- **INPUT DATA**

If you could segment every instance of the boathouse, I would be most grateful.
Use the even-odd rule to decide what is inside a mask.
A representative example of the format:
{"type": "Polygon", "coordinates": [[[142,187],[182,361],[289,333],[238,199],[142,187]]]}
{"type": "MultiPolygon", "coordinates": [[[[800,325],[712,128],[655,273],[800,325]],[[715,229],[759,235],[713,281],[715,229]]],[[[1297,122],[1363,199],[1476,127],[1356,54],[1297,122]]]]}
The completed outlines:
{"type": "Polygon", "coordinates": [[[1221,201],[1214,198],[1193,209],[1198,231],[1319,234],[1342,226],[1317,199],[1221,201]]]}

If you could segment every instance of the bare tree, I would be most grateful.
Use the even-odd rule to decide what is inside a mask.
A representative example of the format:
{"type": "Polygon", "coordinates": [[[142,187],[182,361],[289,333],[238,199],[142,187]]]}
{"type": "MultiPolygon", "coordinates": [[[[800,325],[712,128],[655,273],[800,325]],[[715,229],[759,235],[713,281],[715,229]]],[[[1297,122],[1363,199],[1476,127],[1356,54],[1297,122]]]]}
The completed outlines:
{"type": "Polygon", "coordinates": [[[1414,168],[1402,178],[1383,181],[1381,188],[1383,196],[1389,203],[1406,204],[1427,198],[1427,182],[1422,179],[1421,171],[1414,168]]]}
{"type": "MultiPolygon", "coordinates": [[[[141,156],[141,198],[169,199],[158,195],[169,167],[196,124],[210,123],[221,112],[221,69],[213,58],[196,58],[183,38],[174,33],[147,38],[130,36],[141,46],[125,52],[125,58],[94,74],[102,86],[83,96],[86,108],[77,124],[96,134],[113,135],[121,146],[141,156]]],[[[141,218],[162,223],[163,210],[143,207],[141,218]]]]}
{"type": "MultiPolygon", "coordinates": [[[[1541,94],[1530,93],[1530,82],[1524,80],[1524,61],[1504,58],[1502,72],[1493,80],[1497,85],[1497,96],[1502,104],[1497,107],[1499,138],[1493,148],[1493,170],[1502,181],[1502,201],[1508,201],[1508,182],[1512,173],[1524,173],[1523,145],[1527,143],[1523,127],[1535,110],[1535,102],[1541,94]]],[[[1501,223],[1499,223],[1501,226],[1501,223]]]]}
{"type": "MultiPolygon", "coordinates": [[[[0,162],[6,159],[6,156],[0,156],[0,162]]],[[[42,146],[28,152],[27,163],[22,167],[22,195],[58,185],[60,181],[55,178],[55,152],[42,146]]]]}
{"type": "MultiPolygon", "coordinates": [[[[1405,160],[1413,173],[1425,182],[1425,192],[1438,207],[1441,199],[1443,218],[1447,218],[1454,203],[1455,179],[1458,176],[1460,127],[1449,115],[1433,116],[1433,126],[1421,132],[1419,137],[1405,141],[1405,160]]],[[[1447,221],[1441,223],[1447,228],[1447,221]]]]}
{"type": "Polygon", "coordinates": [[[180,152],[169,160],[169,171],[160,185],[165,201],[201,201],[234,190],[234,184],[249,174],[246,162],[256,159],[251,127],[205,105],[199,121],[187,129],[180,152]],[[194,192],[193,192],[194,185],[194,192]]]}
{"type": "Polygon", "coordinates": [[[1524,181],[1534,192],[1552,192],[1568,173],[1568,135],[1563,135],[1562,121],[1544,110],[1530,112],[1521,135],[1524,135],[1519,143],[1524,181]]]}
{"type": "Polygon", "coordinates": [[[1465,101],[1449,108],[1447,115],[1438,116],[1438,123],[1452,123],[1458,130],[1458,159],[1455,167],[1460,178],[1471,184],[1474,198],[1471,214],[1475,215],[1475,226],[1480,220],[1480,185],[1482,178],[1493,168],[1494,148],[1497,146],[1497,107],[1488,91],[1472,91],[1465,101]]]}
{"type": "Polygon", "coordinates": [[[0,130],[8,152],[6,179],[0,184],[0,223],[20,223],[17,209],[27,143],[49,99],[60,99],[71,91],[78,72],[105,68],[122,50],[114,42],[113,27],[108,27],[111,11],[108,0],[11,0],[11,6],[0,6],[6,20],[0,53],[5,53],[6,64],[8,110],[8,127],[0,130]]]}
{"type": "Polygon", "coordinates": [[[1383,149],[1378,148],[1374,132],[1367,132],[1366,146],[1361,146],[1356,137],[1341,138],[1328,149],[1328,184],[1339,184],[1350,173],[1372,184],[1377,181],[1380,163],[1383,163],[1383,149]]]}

- **DIRECTION**
Write out the records shown above, exactly as they appear.

- **FINISHED ANSWER**
If you could segment every instance of the boathouse, I would be most grateful.
Use the even-odd rule to decide what is inside a mask.
A representative example of the format:
{"type": "Polygon", "coordinates": [[[142,187],[182,361],[289,333],[238,199],[142,187]]]}
{"type": "MultiPolygon", "coordinates": [[[[800,325],[712,128],[655,273],[800,325]],[[715,229],[759,235],[713,281],[715,229]]],[[[1297,122],[1363,199],[1476,127],[1356,54],[1297,122]]]]}
The completed outlines:
{"type": "Polygon", "coordinates": [[[1221,201],[1214,198],[1193,209],[1198,231],[1319,234],[1342,226],[1317,199],[1221,201]]]}

If you could segment every instance of the bare tree, I would be most grateful.
Use the even-odd rule to decide what is inside a mask.
A representative example of the format:
{"type": "Polygon", "coordinates": [[[142,187],[182,361],[289,333],[238,199],[142,187]]]}
{"type": "MultiPolygon", "coordinates": [[[[800,325],[712,128],[655,273],[800,325]],[[715,229],[759,235],[713,281],[715,229]]],[[[1297,122],[1363,199],[1476,127],[1356,54],[1297,122]]]]}
The completed outlines:
{"type": "Polygon", "coordinates": [[[1414,168],[1402,178],[1383,181],[1381,188],[1383,196],[1389,203],[1406,204],[1427,198],[1427,182],[1422,179],[1421,171],[1414,168]]]}
{"type": "MultiPolygon", "coordinates": [[[[141,156],[141,198],[169,199],[158,195],[169,167],[196,124],[210,123],[221,112],[221,69],[213,58],[196,58],[183,38],[174,33],[147,38],[130,36],[141,46],[125,52],[125,58],[94,74],[102,86],[83,96],[86,108],[77,124],[96,134],[113,135],[121,146],[141,156]]],[[[141,218],[162,223],[163,210],[143,207],[141,218]]]]}
{"type": "MultiPolygon", "coordinates": [[[[1541,94],[1530,93],[1530,82],[1524,80],[1524,61],[1504,58],[1502,72],[1493,80],[1497,85],[1497,96],[1502,104],[1497,107],[1499,138],[1493,148],[1493,170],[1502,181],[1502,201],[1508,201],[1508,182],[1512,173],[1524,173],[1523,145],[1527,143],[1523,127],[1535,110],[1535,102],[1541,94]]],[[[1501,223],[1499,223],[1501,226],[1501,223]]]]}
{"type": "MultiPolygon", "coordinates": [[[[0,162],[6,159],[6,156],[0,156],[0,162]]],[[[42,146],[28,152],[27,163],[22,167],[22,195],[58,185],[60,181],[55,178],[55,152],[42,146]]]]}
{"type": "MultiPolygon", "coordinates": [[[[1405,160],[1413,173],[1425,182],[1425,192],[1438,207],[1441,199],[1443,218],[1447,218],[1454,203],[1455,179],[1458,176],[1460,127],[1449,115],[1433,116],[1433,126],[1421,132],[1419,137],[1405,141],[1405,160]]],[[[1447,221],[1441,223],[1447,228],[1447,221]]]]}
{"type": "Polygon", "coordinates": [[[180,152],[169,160],[169,171],[160,185],[165,201],[201,201],[234,190],[234,184],[249,174],[246,162],[256,159],[251,127],[205,105],[199,121],[187,129],[180,152]],[[194,192],[193,192],[194,185],[194,192]]]}
{"type": "Polygon", "coordinates": [[[1524,181],[1534,192],[1552,192],[1568,173],[1568,135],[1563,135],[1562,121],[1544,110],[1530,112],[1521,135],[1524,135],[1519,143],[1524,181]]]}
{"type": "Polygon", "coordinates": [[[1465,101],[1449,108],[1447,115],[1438,116],[1438,123],[1452,123],[1458,130],[1458,159],[1455,167],[1460,178],[1471,184],[1474,198],[1471,214],[1475,215],[1475,226],[1480,220],[1480,185],[1482,178],[1493,168],[1494,148],[1497,146],[1497,107],[1488,91],[1472,91],[1465,101]]]}
{"type": "Polygon", "coordinates": [[[0,130],[8,152],[6,179],[0,184],[0,223],[20,223],[17,209],[27,143],[49,99],[60,99],[71,91],[78,72],[105,68],[122,50],[114,42],[113,27],[108,27],[111,11],[108,0],[11,0],[11,6],[0,6],[6,20],[0,53],[5,53],[6,64],[8,110],[8,127],[0,130]]]}
{"type": "Polygon", "coordinates": [[[1383,149],[1378,148],[1374,132],[1367,132],[1366,146],[1361,146],[1356,137],[1341,138],[1328,149],[1328,184],[1339,184],[1350,173],[1372,184],[1377,181],[1380,163],[1383,163],[1383,149]]]}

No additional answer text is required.